Labeled contour entries:
········

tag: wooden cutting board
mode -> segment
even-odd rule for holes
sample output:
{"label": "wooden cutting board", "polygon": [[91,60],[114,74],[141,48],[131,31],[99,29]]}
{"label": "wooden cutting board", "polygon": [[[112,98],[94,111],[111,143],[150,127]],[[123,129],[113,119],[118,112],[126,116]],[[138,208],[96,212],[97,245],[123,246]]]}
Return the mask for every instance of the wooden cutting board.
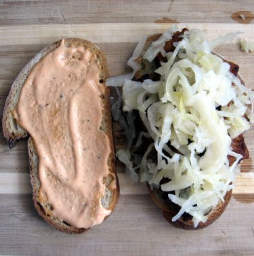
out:
{"label": "wooden cutting board", "polygon": [[[116,75],[129,71],[127,60],[142,35],[163,32],[172,22],[203,29],[209,39],[242,31],[241,37],[254,41],[252,13],[244,12],[242,20],[237,12],[242,10],[253,12],[253,2],[0,1],[1,119],[14,79],[48,43],[64,37],[91,40],[104,52],[110,73]],[[254,89],[254,53],[240,50],[239,37],[216,51],[238,64],[247,85]],[[113,126],[116,149],[125,148],[119,125]],[[172,227],[146,185],[131,181],[117,162],[121,196],[114,212],[81,235],[61,233],[38,215],[33,206],[26,140],[9,149],[0,132],[0,255],[254,255],[253,127],[245,134],[250,158],[242,162],[227,209],[211,226],[196,232]]]}

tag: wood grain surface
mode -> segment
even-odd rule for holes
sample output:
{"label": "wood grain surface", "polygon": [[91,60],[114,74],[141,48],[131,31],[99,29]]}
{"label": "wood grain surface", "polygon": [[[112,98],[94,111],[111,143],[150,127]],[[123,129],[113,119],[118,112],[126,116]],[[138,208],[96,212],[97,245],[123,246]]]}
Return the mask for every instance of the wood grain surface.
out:
{"label": "wood grain surface", "polygon": [[[242,31],[254,41],[253,12],[251,0],[0,0],[0,117],[22,68],[60,38],[96,43],[116,75],[129,71],[127,60],[142,35],[163,32],[172,22],[203,29],[209,38]],[[254,89],[254,54],[240,51],[239,37],[216,51],[238,64]],[[124,148],[124,136],[117,124],[113,126],[116,149]],[[242,164],[226,211],[208,227],[193,232],[169,225],[146,185],[131,181],[117,162],[121,196],[114,212],[102,225],[68,235],[49,226],[34,209],[26,140],[10,150],[1,129],[0,255],[254,255],[254,128],[245,137],[251,158]]]}

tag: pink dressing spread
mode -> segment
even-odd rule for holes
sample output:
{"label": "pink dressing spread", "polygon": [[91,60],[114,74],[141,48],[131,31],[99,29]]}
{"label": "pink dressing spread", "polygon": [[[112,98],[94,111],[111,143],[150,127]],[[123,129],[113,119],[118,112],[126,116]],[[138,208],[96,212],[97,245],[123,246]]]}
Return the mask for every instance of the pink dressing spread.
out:
{"label": "pink dressing spread", "polygon": [[62,40],[30,71],[14,113],[39,156],[40,196],[54,216],[79,228],[99,224],[111,212],[100,200],[111,153],[100,130],[100,67],[89,50]]}

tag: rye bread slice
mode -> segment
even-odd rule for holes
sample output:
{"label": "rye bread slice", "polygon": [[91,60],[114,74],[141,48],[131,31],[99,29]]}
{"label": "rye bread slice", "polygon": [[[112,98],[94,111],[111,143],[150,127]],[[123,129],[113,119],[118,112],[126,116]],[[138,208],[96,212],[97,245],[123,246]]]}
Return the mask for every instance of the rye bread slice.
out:
{"label": "rye bread slice", "polygon": [[[12,86],[10,92],[5,101],[2,121],[3,135],[7,139],[7,141],[10,148],[15,145],[15,143],[18,140],[29,136],[29,134],[26,131],[22,129],[18,124],[17,124],[12,115],[13,111],[16,108],[22,88],[33,67],[40,61],[44,56],[58,48],[60,45],[60,41],[58,41],[47,45],[39,52],[23,68]],[[65,43],[66,45],[71,44],[75,47],[82,45],[87,49],[89,49],[92,54],[96,54],[97,59],[102,67],[99,80],[101,80],[102,83],[105,82],[106,79],[108,77],[108,65],[104,54],[96,45],[89,41],[76,38],[66,39]],[[115,170],[111,111],[109,97],[110,89],[109,88],[106,87],[105,92],[101,96],[104,107],[103,109],[102,109],[103,117],[100,129],[107,134],[109,139],[112,153],[108,159],[109,173],[108,177],[103,181],[104,183],[106,184],[106,189],[104,196],[101,198],[101,202],[105,208],[112,211],[117,203],[119,196],[119,184]],[[71,234],[84,232],[86,230],[85,229],[73,227],[63,220],[59,219],[54,216],[49,204],[47,204],[47,202],[45,202],[43,198],[39,196],[41,186],[38,172],[39,159],[31,137],[29,137],[28,139],[28,149],[30,162],[30,182],[33,187],[33,197],[35,207],[39,215],[42,216],[49,225],[60,231]],[[112,189],[110,188],[110,187],[109,185],[114,177],[116,177],[117,187],[115,189]]]}
{"label": "rye bread slice", "polygon": [[[133,78],[134,80],[142,81],[142,80],[140,79],[142,79],[142,77],[154,77],[153,75],[154,73],[154,71],[158,67],[158,60],[154,59],[151,62],[150,62],[148,60],[144,59],[143,56],[146,52],[147,49],[150,47],[152,41],[157,40],[161,35],[161,34],[154,34],[147,38],[141,55],[135,60],[137,62],[141,65],[142,69],[135,73]],[[171,42],[171,44],[172,44],[172,43],[173,42]],[[217,54],[216,53],[215,54],[221,58],[224,61],[226,61],[219,54]],[[234,67],[234,69],[235,69],[235,65],[234,63],[230,62],[228,62],[232,68]],[[243,83],[242,77],[237,73],[237,72],[236,75],[237,75],[238,77],[241,80],[242,83]],[[148,75],[148,76],[147,75]],[[152,78],[151,79],[152,79]],[[247,149],[246,144],[245,143],[242,134],[240,134],[238,137],[235,138],[232,141],[232,144],[231,146],[234,151],[243,155],[243,158],[239,161],[239,162],[243,159],[249,158],[249,151]],[[228,159],[230,161],[230,164],[232,165],[234,162],[235,158],[229,156]],[[161,196],[161,191],[160,193],[159,190],[156,189],[151,190],[150,186],[148,185],[148,187],[152,200],[162,210],[165,219],[174,227],[182,228],[184,230],[198,230],[205,227],[211,224],[213,221],[218,219],[219,216],[221,216],[221,215],[226,208],[232,196],[232,190],[228,191],[224,196],[224,202],[220,200],[218,204],[215,207],[214,207],[209,213],[207,213],[207,221],[205,223],[200,222],[198,225],[196,227],[194,227],[194,223],[192,220],[192,217],[188,213],[184,214],[182,217],[176,221],[172,221],[172,218],[175,215],[176,215],[176,214],[179,211],[179,206],[173,203],[169,200],[165,200],[165,199],[163,199]]]}

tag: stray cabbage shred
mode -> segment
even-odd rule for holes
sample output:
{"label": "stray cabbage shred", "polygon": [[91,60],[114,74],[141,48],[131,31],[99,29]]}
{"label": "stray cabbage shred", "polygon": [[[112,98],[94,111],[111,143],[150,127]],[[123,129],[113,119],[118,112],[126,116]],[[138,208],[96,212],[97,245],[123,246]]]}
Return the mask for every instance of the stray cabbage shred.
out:
{"label": "stray cabbage shred", "polygon": [[240,48],[243,51],[245,51],[246,52],[254,52],[254,42],[249,42],[245,39],[241,39],[240,43]]}
{"label": "stray cabbage shred", "polygon": [[[196,227],[200,221],[207,221],[207,213],[219,200],[224,201],[233,187],[232,183],[239,170],[237,164],[242,156],[233,152],[230,144],[253,123],[249,106],[253,95],[230,73],[229,64],[212,52],[238,33],[208,41],[204,32],[192,29],[174,43],[173,52],[166,53],[163,46],[177,29],[175,25],[171,27],[143,52],[149,61],[158,52],[167,56],[167,62],[161,62],[155,71],[161,75],[160,81],[146,79],[141,83],[126,77],[123,81],[121,77],[122,96],[119,94],[112,110],[127,139],[127,149],[117,152],[127,172],[135,181],[148,182],[151,189],[161,187],[169,192],[169,198],[181,207],[173,221],[188,213]],[[135,51],[135,58],[142,52],[144,38]],[[111,78],[108,85],[119,86],[117,77],[117,81],[114,84]],[[131,145],[135,132],[133,110],[139,113],[146,131]],[[144,136],[152,138],[153,142],[139,155],[136,152]],[[156,152],[156,160],[155,153],[151,152]],[[236,158],[231,166],[228,155]],[[161,183],[163,178],[169,181]]]}

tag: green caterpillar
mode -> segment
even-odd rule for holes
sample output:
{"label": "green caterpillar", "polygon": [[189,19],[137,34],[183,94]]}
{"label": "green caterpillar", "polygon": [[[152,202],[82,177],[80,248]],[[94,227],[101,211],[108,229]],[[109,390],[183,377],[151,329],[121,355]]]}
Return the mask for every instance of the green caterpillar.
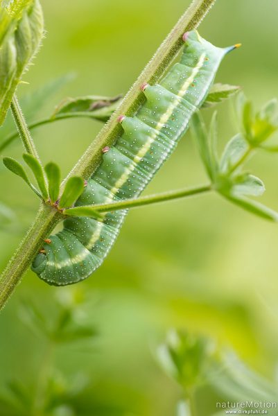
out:
{"label": "green caterpillar", "polygon": [[[134,198],[172,153],[200,108],[224,56],[238,45],[217,48],[196,31],[183,36],[185,47],[159,84],[144,83],[146,101],[133,117],[120,116],[123,134],[88,180],[76,206]],[[102,220],[69,217],[64,229],[46,240],[32,270],[49,283],[63,286],[88,277],[107,254],[127,210]]]}

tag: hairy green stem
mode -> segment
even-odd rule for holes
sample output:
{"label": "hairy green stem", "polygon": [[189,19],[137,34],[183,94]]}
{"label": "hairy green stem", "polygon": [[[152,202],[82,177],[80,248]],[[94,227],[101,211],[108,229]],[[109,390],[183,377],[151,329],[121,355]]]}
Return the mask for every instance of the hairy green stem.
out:
{"label": "hairy green stem", "polygon": [[5,305],[30,266],[34,255],[42,247],[44,239],[49,235],[61,217],[61,214],[49,205],[41,205],[33,224],[1,276],[0,309]]}
{"label": "hairy green stem", "polygon": [[127,208],[136,208],[137,207],[144,207],[145,205],[158,204],[159,202],[165,202],[166,201],[180,199],[182,198],[193,196],[194,195],[198,195],[200,193],[208,192],[209,191],[211,191],[211,185],[202,185],[196,188],[186,188],[185,189],[178,189],[177,191],[168,191],[167,192],[163,192],[162,193],[157,193],[155,195],[147,195],[146,196],[141,196],[137,198],[128,199],[116,202],[111,202],[110,204],[96,204],[95,205],[88,205],[87,207],[85,206],[78,207],[76,208],[70,208],[69,209],[66,209],[64,214],[66,215],[69,215],[71,212],[73,213],[75,209],[78,211],[80,209],[84,209],[84,211],[85,211],[87,207],[89,208],[89,209],[92,209],[96,212],[119,211],[121,209],[125,209]]}
{"label": "hairy green stem", "polygon": [[[117,116],[121,114],[133,114],[138,110],[144,96],[140,92],[140,85],[145,81],[155,83],[161,78],[183,45],[182,34],[196,28],[215,2],[216,0],[193,0],[188,10],[128,92],[118,110],[80,157],[69,176],[81,175],[87,178],[92,175],[101,161],[101,149],[105,146],[112,144],[121,133]],[[15,107],[15,102],[13,105]],[[23,124],[21,125],[21,128],[22,125]],[[31,142],[28,143],[30,144]],[[46,206],[41,208],[34,224],[0,277],[0,309],[11,295],[17,284],[29,267],[40,249],[42,240],[48,236],[58,220],[58,214],[49,211],[49,209],[50,208]]]}
{"label": "hairy green stem", "polygon": [[18,133],[22,141],[23,146],[29,155],[34,156],[37,160],[40,160],[39,155],[35,148],[34,142],[30,135],[26,122],[25,121],[19,103],[17,96],[15,95],[10,104],[10,110],[17,125]]}
{"label": "hairy green stem", "polygon": [[81,175],[87,179],[92,175],[101,160],[101,149],[105,146],[112,145],[121,134],[121,127],[117,121],[118,116],[121,114],[132,116],[137,112],[144,100],[140,86],[144,82],[155,83],[161,78],[184,45],[182,35],[200,24],[216,1],[193,0],[69,175]]}
{"label": "hairy green stem", "polygon": [[[103,121],[101,119],[101,115],[100,117],[98,117],[98,114],[96,112],[94,113],[89,112],[74,112],[72,113],[68,113],[64,114],[57,114],[55,117],[51,117],[48,119],[42,119],[41,120],[37,120],[37,121],[34,121],[34,123],[31,123],[28,125],[29,130],[33,130],[33,128],[36,128],[37,127],[40,127],[40,125],[44,125],[45,124],[50,124],[53,123],[54,121],[59,121],[59,120],[65,120],[67,119],[74,119],[74,118],[87,118],[87,119],[93,119],[94,120],[98,120],[99,121]],[[0,152],[2,152],[9,144],[10,144],[17,137],[18,137],[19,132],[17,131],[13,132],[10,135],[9,135],[0,144]]]}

········

Aim
Count the lines in the rows above that contain the string "mask", treating case as significant. Reply with the number alone.

Answer to this problem
7